#### What you have to do:
After the line containing "with suspenders, each", copy nothing more; up to and including it, copy every line of the listing exactly from the first, leaving out the pictures.

#### Data for analysis:

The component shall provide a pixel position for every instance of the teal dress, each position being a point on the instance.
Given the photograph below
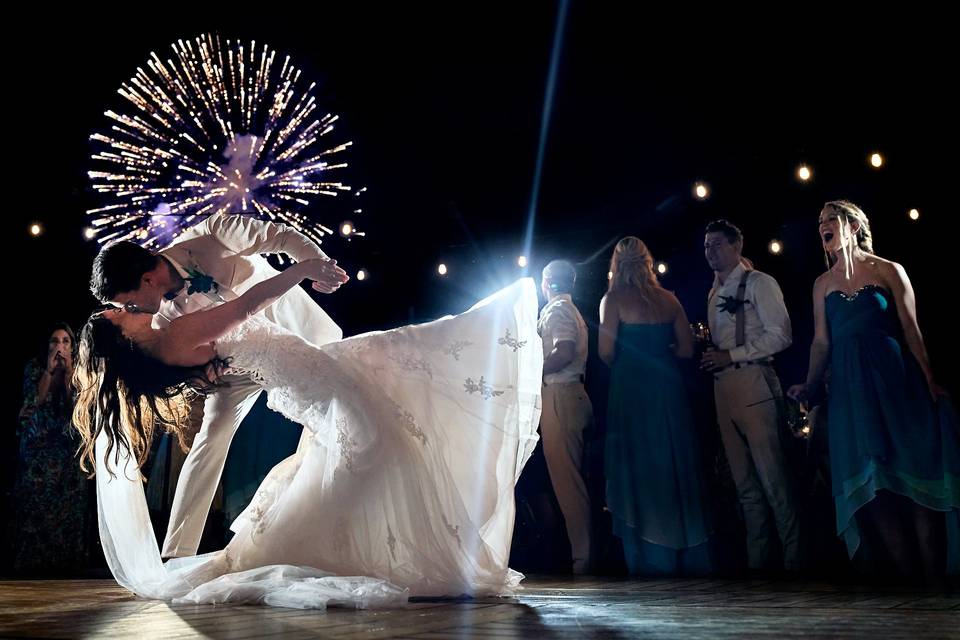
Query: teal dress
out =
(886, 433)
(656, 489)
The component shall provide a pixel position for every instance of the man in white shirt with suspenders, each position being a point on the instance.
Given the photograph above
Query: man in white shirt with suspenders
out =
(749, 324)
(566, 407)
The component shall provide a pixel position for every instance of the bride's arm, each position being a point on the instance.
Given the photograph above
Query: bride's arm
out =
(203, 327)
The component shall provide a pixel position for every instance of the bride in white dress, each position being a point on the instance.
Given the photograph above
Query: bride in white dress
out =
(404, 477)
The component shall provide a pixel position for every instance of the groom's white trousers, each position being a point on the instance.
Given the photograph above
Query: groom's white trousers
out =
(223, 411)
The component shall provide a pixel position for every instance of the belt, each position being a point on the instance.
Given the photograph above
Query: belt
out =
(744, 364)
(581, 380)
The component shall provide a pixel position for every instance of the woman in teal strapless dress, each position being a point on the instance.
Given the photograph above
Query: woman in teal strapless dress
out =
(655, 475)
(893, 434)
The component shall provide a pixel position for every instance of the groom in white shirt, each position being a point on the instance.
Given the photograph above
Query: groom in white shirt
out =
(749, 324)
(212, 262)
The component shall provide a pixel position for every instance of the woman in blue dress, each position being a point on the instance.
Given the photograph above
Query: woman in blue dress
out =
(894, 445)
(656, 490)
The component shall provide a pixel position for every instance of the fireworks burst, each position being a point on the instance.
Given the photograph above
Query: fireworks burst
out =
(216, 128)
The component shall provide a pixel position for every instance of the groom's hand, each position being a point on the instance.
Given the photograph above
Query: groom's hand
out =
(215, 371)
(327, 276)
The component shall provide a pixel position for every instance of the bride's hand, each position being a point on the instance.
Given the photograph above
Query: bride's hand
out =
(326, 275)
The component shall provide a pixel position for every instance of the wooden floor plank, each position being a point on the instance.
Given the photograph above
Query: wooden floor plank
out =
(548, 608)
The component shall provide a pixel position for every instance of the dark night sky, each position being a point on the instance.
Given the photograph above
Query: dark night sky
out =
(444, 107)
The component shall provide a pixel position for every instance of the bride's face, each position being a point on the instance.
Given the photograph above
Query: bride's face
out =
(129, 321)
(835, 232)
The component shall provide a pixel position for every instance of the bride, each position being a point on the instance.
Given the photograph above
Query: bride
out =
(403, 480)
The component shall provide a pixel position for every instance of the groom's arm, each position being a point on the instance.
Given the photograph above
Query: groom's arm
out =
(247, 236)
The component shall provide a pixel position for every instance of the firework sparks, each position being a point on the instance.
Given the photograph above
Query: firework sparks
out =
(218, 127)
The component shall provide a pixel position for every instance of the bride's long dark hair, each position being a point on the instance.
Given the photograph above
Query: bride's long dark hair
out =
(127, 394)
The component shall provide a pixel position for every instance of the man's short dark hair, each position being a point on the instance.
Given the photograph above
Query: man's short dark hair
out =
(118, 268)
(727, 228)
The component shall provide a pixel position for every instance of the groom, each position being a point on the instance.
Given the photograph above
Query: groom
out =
(210, 263)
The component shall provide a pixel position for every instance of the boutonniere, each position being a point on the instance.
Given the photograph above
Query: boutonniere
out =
(200, 282)
(730, 304)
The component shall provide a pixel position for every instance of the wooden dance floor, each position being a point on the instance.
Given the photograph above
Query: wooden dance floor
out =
(548, 608)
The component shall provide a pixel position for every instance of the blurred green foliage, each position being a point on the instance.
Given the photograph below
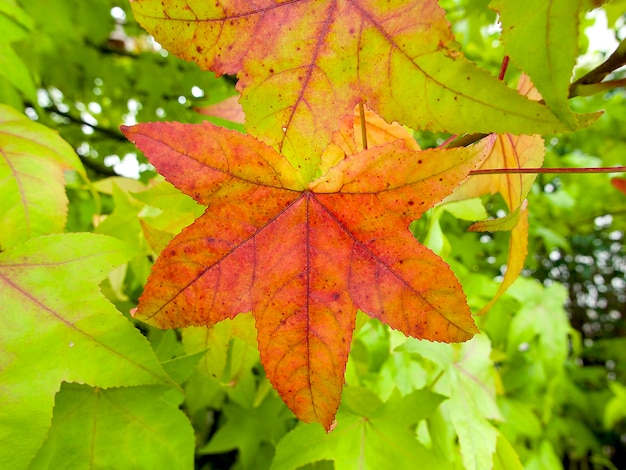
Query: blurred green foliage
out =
(543, 387)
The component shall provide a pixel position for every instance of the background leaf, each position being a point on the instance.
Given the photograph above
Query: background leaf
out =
(99, 428)
(29, 155)
(310, 72)
(54, 332)
(541, 37)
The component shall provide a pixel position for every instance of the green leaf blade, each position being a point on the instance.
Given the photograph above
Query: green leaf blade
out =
(143, 429)
(58, 327)
(31, 154)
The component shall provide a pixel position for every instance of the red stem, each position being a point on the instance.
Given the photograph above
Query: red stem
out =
(503, 67)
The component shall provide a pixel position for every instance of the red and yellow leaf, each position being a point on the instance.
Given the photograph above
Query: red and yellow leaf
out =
(304, 64)
(303, 257)
(509, 152)
(619, 184)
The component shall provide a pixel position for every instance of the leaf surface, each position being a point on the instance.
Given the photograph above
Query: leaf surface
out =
(509, 152)
(144, 429)
(32, 188)
(302, 257)
(369, 434)
(54, 327)
(305, 64)
(541, 37)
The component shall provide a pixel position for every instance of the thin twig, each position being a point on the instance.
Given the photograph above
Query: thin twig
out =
(505, 171)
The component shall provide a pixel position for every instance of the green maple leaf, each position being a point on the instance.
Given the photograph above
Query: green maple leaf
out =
(303, 257)
(31, 154)
(369, 434)
(305, 64)
(541, 37)
(136, 426)
(56, 326)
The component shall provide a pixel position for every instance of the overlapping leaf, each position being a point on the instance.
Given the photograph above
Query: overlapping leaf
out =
(304, 64)
(32, 188)
(541, 37)
(509, 152)
(55, 326)
(369, 434)
(303, 257)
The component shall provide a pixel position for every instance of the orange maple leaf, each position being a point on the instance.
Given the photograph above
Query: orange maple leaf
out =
(302, 257)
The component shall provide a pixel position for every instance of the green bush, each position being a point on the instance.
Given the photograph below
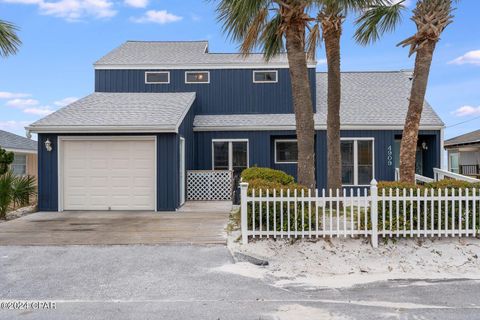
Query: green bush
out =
(267, 174)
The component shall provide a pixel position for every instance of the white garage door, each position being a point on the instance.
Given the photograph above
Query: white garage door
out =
(108, 174)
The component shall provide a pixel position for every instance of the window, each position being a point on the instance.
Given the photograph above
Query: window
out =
(357, 161)
(19, 164)
(230, 155)
(157, 77)
(286, 151)
(267, 76)
(197, 77)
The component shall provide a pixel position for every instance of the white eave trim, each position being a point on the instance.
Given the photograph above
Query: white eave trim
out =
(103, 129)
(317, 127)
(197, 66)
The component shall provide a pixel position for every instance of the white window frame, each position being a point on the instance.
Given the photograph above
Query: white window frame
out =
(230, 151)
(355, 159)
(275, 150)
(258, 71)
(197, 71)
(155, 82)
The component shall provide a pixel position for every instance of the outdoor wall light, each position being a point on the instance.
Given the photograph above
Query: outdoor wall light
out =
(48, 145)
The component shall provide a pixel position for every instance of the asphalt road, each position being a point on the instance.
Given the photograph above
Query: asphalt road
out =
(177, 282)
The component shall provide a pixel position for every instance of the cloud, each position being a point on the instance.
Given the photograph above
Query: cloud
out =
(14, 126)
(12, 95)
(160, 17)
(467, 111)
(72, 10)
(21, 103)
(39, 111)
(65, 101)
(136, 3)
(471, 57)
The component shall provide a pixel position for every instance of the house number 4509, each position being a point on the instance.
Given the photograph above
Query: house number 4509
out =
(389, 155)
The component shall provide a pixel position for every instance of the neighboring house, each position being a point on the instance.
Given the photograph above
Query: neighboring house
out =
(24, 150)
(162, 107)
(464, 154)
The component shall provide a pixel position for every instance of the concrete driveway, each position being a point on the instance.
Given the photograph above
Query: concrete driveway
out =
(194, 223)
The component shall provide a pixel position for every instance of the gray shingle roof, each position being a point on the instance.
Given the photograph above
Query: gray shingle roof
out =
(471, 137)
(9, 140)
(368, 99)
(103, 111)
(178, 53)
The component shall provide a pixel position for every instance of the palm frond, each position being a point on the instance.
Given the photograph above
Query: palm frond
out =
(9, 40)
(377, 20)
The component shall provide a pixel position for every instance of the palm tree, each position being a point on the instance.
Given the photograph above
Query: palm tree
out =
(9, 41)
(431, 18)
(273, 25)
(376, 17)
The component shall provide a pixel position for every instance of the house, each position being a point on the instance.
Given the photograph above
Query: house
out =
(464, 154)
(24, 150)
(163, 108)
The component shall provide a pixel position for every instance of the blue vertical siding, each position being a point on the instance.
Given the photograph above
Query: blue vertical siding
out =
(230, 91)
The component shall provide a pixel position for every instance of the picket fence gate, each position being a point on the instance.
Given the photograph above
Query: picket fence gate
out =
(359, 212)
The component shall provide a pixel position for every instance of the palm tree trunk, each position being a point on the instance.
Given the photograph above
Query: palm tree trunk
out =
(334, 157)
(302, 105)
(408, 147)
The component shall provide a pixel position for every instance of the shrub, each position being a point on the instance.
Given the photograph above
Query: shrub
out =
(267, 174)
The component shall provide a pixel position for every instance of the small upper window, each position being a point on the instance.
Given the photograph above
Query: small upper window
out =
(268, 76)
(286, 151)
(197, 77)
(157, 77)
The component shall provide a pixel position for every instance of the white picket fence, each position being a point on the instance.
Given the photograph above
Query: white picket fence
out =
(359, 212)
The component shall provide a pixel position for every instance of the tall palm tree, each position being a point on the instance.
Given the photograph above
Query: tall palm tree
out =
(273, 25)
(375, 18)
(9, 40)
(431, 18)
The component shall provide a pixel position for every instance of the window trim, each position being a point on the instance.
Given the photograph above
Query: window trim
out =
(275, 151)
(258, 71)
(197, 71)
(355, 159)
(154, 82)
(230, 151)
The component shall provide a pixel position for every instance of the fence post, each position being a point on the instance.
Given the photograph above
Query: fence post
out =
(243, 211)
(374, 212)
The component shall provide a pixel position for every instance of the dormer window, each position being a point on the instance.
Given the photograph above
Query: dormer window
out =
(197, 77)
(157, 77)
(265, 76)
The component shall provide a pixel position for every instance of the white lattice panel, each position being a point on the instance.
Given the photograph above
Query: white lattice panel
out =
(209, 185)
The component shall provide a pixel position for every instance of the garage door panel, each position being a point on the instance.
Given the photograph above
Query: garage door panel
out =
(108, 174)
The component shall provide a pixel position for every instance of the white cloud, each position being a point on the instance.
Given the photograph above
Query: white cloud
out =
(136, 3)
(21, 103)
(65, 102)
(14, 126)
(12, 95)
(471, 57)
(160, 17)
(467, 111)
(72, 10)
(39, 111)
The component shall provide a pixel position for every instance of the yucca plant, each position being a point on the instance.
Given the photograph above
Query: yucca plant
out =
(15, 191)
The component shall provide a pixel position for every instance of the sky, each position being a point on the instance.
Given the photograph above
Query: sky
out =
(62, 39)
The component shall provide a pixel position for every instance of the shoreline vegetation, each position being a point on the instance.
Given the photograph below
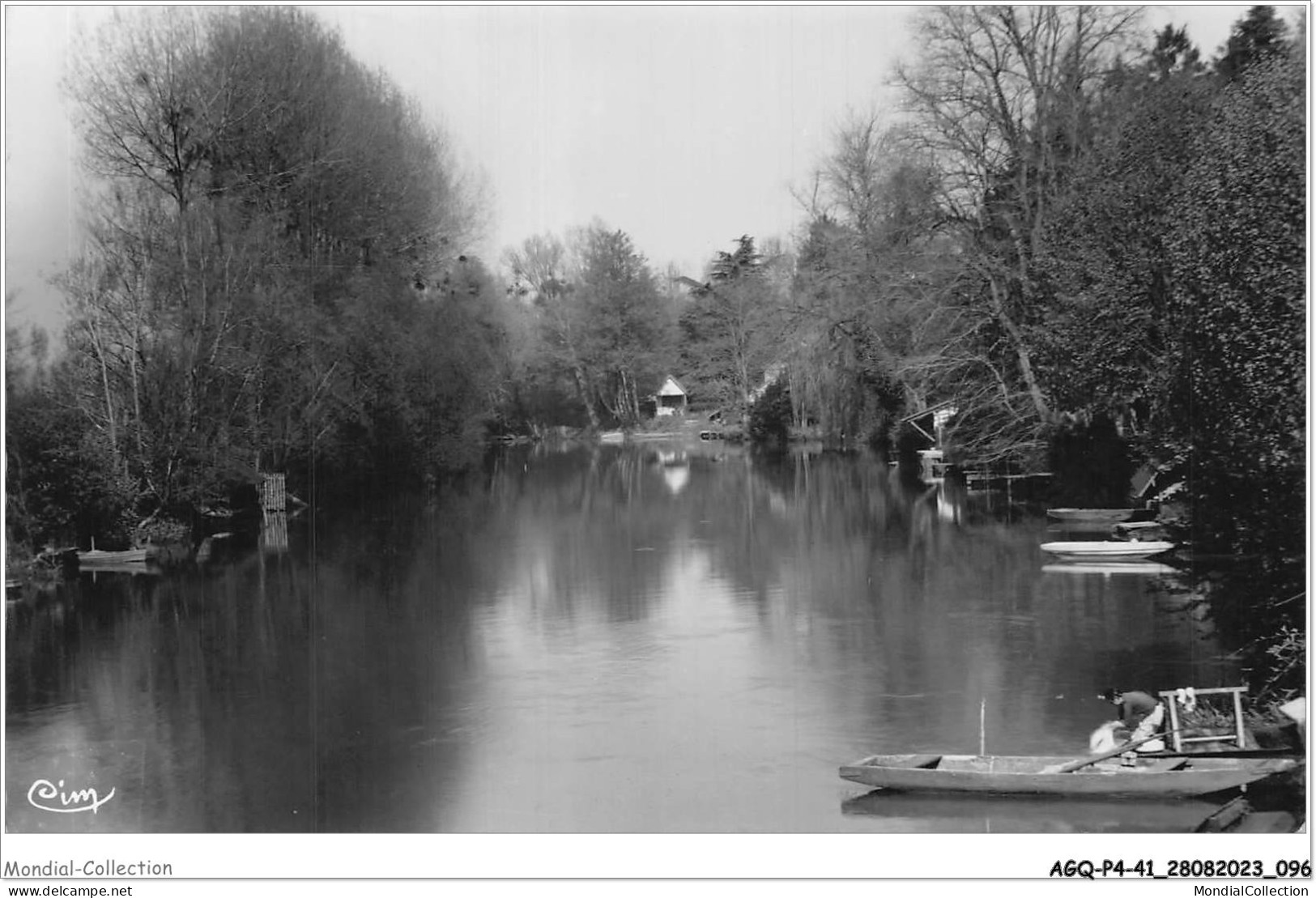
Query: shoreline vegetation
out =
(278, 277)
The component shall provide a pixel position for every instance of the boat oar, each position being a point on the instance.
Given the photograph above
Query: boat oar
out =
(1082, 763)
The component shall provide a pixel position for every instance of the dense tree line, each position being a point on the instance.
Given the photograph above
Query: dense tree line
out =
(1070, 232)
(274, 279)
(1084, 241)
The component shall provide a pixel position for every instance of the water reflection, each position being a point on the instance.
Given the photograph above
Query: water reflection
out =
(637, 639)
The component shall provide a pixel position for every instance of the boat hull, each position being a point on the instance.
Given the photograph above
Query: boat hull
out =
(1103, 515)
(1107, 549)
(96, 557)
(1170, 777)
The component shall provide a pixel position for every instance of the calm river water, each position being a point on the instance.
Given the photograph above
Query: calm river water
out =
(649, 637)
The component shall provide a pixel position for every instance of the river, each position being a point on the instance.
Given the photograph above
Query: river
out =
(641, 637)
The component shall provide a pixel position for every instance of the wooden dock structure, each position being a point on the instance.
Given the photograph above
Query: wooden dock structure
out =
(274, 496)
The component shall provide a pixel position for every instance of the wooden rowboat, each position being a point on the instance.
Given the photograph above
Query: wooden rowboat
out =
(1165, 777)
(1107, 548)
(98, 557)
(1105, 515)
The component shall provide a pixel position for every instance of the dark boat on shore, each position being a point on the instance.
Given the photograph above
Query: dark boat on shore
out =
(1162, 777)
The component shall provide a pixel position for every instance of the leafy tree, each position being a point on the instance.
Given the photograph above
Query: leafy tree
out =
(266, 203)
(1002, 100)
(728, 338)
(627, 326)
(1236, 401)
(1259, 35)
(1103, 256)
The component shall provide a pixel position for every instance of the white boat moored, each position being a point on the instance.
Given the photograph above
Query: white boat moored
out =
(1107, 548)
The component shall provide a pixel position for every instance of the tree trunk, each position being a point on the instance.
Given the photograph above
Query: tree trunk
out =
(1020, 347)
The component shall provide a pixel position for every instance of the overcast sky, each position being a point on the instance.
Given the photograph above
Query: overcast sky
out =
(684, 126)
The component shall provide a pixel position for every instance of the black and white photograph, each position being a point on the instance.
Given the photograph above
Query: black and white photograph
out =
(690, 426)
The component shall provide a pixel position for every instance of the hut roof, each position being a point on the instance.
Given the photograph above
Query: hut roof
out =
(671, 389)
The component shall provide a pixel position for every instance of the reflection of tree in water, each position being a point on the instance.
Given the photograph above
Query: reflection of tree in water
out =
(277, 693)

#### Task response:
The component shall provide a pixel position for every instance of the teal dress, each position being a point on the instance.
Given the photograph below
Query: teal dress
out =
(886, 433)
(656, 489)
The component shall provide a pixel position for every instance of the man in white shirt with suspenders, each position being a point on the instance.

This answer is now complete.